— BEGIN Dataset records —

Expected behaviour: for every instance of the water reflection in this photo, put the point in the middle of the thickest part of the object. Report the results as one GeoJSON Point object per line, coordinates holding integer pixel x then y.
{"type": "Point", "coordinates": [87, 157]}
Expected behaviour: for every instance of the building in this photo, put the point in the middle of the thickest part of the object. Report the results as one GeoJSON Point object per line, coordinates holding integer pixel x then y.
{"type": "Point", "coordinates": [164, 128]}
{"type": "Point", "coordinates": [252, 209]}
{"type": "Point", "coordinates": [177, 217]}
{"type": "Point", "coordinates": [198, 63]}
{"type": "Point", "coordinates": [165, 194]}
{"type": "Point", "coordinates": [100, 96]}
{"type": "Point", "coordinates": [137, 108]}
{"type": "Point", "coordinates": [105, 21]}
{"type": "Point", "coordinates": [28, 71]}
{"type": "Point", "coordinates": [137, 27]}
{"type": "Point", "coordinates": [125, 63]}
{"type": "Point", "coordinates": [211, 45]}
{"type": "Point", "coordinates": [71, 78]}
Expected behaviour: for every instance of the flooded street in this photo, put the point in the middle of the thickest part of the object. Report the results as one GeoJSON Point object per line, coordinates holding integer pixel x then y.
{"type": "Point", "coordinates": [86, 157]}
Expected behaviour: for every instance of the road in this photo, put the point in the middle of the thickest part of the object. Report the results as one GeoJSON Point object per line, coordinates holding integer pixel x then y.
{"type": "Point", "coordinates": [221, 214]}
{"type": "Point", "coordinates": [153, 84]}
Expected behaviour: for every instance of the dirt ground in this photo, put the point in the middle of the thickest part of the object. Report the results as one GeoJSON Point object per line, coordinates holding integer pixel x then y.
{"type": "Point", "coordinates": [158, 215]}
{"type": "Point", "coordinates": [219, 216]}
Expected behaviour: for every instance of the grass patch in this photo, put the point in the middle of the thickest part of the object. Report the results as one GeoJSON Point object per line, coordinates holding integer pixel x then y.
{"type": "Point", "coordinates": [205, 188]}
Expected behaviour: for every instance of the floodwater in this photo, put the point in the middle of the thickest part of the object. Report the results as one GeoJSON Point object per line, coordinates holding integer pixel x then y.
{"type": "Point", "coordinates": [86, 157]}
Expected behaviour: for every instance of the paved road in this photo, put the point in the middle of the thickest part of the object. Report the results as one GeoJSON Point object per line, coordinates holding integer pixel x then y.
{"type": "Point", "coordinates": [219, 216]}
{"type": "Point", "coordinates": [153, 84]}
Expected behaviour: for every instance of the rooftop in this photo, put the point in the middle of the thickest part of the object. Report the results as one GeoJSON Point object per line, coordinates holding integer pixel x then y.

— END Dataset records —

### Given task
Please retype all of the records above word for word, with no changes of any kind.

### Full solution
Expected behaviour: for every instance of the water reflection in this photo, put the point in the middle of the thickest part of the object. Report the results as one GeoJSON Point object per line, coordinates holding integer pixel x then y.
{"type": "Point", "coordinates": [87, 157]}
Expected behaviour: for every instance of the building in this photo, put the point in the middle of the thickest part of the object. Report the results as one GeoJSON Point object per line, coordinates holding integer pixel x then y.
{"type": "Point", "coordinates": [164, 128]}
{"type": "Point", "coordinates": [252, 209]}
{"type": "Point", "coordinates": [177, 217]}
{"type": "Point", "coordinates": [198, 63]}
{"type": "Point", "coordinates": [165, 194]}
{"type": "Point", "coordinates": [100, 96]}
{"type": "Point", "coordinates": [137, 108]}
{"type": "Point", "coordinates": [105, 21]}
{"type": "Point", "coordinates": [28, 71]}
{"type": "Point", "coordinates": [137, 27]}
{"type": "Point", "coordinates": [125, 63]}
{"type": "Point", "coordinates": [211, 45]}
{"type": "Point", "coordinates": [71, 78]}
Expected behaviour: for every instance of the flooded street in this photo, put the point in the middle of the thickest part of the object. Report the results as one GeoJSON Point object per line, coordinates holding integer pixel x then y.
{"type": "Point", "coordinates": [86, 157]}
Expected behaviour: for every instance of the road in this photo, put the point in the middle of the thickest part of the object. Report the results as one GeoJSON Point object per line, coordinates holding integer pixel x then y.
{"type": "Point", "coordinates": [221, 214]}
{"type": "Point", "coordinates": [153, 84]}
Expected behaviour: for every instance of the dirt ground in this photo, put the point in the middle of the thickest part of the object. Report the results as one GeoJSON Point object per line, coordinates holding integer pixel x then y.
{"type": "Point", "coordinates": [158, 215]}
{"type": "Point", "coordinates": [219, 216]}
Expected behaviour: for every instance of the grass patch in this photo, put the point in the middle of the thickest part of the object. Report the results as one GeoJSON Point object per line, coordinates holding integer pixel x then y.
{"type": "Point", "coordinates": [205, 188]}
Expected behaviour: for every instance of the floodwater in this photo, put the point in the middle of the thickest part of the object. Report the results as one GeoJSON Point object per line, coordinates holding integer pixel x then y.
{"type": "Point", "coordinates": [86, 157]}
Expected behaviour: for every instance of the paved road in this photo, put the point in the middle of the thickest part of the object. Report the results as one GeoJSON Point object per line, coordinates holding integer pixel x then y.
{"type": "Point", "coordinates": [219, 216]}
{"type": "Point", "coordinates": [153, 84]}
Expected behaviour: for every instance of the rooftop in this photo, put the point in the middle of the thickest part of the object. Report the results as one GeoJSON Point object per line, coordinates holding integer pixel x then y.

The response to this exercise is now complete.